ENTRADAS DE DATOS -
______________________________

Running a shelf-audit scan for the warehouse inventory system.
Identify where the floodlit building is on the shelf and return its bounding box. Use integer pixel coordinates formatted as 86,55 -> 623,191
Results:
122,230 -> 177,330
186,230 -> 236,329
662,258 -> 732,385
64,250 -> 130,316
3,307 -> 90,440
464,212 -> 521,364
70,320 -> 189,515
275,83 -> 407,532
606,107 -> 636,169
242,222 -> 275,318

______________________________

OBJETIVO - Transcribe sin ningún cambio todas las líneas de las entradas de arriba.

RESPUESTA COMPLETA -
Running a shelf-audit scan for the warehouse inventory system.
Identify where the floodlit building is on the shelf and return its bounding box. Use integer pixel coordinates formatted as 86,55 -> 623,191
Results:
122,230 -> 177,330
186,230 -> 236,329
662,258 -> 732,385
64,250 -> 130,316
3,307 -> 90,440
464,212 -> 521,364
70,320 -> 189,515
275,83 -> 407,532
606,107 -> 636,169
242,222 -> 275,318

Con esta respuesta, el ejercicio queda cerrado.